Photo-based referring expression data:
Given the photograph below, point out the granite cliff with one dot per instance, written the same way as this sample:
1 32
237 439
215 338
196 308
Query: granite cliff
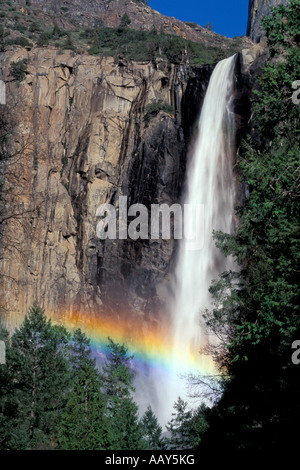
80 132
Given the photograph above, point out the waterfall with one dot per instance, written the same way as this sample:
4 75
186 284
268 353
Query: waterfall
209 182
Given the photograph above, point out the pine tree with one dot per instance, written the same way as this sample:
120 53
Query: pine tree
122 412
178 426
83 425
37 367
257 307
152 431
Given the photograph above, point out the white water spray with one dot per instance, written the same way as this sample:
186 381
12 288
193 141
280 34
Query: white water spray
210 183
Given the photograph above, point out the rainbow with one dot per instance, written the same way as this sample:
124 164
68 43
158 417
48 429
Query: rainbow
150 342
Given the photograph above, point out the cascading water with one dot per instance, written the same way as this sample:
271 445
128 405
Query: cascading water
209 183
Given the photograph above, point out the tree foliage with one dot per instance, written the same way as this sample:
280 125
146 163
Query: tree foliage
256 315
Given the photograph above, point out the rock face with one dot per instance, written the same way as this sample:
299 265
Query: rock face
257 10
71 14
81 140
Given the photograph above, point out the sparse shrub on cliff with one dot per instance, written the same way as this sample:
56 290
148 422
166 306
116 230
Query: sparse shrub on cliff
20 41
152 109
18 70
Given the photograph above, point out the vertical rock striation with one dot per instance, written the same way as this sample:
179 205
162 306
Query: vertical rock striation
81 140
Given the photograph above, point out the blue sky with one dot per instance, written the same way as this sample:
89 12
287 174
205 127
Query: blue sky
229 17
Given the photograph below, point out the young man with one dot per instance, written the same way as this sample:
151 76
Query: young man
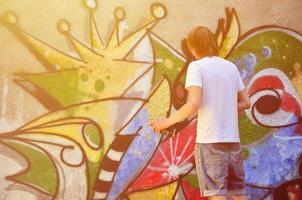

Activity » Copy out all the data above exactly as written. Skip the pictures.

Solved exercise »
Given the photograph below, point out the granite cliff with one dot per instance, written the same way as this sample:
1 32
237 439
215 338
196 308
Query: granite cliff
80 132
Given the photograph above, point out the waterfall with one dot per instance, written the same way as this sample:
4 75
186 284
268 353
Query: waterfall
209 182
Given the photograph above, point out the pine tree with one dot per instance, written the same way as this sample:
120 53
Query: pine tree
122 412
178 426
83 425
37 367
257 307
152 431
Given the photograph above, point out the white water spray with one dot per instance, written the same way as this sample:
186 381
12 288
193 141
280 34
Query: white water spray
210 183
Given the photograph above, point out the rainbow with one dot per instance, written the same way as this sample:
124 164
68 43
158 417
48 429
Query: rainbow
150 342
Given the photograph above, point out the cascading water with one dot per instance, written the same way as this sample:
271 445
128 405
Query: cascading water
209 183
Given the photograph above, point out the tree foliage with one dot per instance, written the same way as this sample:
280 125
146 163
Query: tree foliage
256 315
Given the photograph above, point out the rock face with one dot per instance, written the same way as this sample:
299 265
Query: rock face
257 10
71 14
81 140
Given the photograph above, point out the sparse shrub on cliff with one dot per instance, written the same way as this sample:
56 290
148 422
166 306
116 230
Query: sparse shrub on cliff
20 41
152 109
18 70
Given the photograph above, point out the vertical rock striation with one dot per instance, written the same way as this sample:
179 205
162 306
Query: vertical rock striation
81 140
Given the photograph above, point out the blue sky with one dot per instance, written the same way as this sample:
89 12
287 174
205 127
Query: blue sky
229 17
Given the photograph below, point out the young man with one dot per instance, written the same way as this sample:
151 76
Query: young man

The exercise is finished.